Problem to work on: Starting from the line containing "locate: dark emblem", write out every remaining line exactly, the last one included.

Dataset extract:
:::::

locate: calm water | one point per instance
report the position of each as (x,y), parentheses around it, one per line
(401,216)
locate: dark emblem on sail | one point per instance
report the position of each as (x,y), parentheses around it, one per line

:::::

Final result:
locate: dark emblem on sail | one point per instance
report the position of each as (x,y), parentheses around it, one per line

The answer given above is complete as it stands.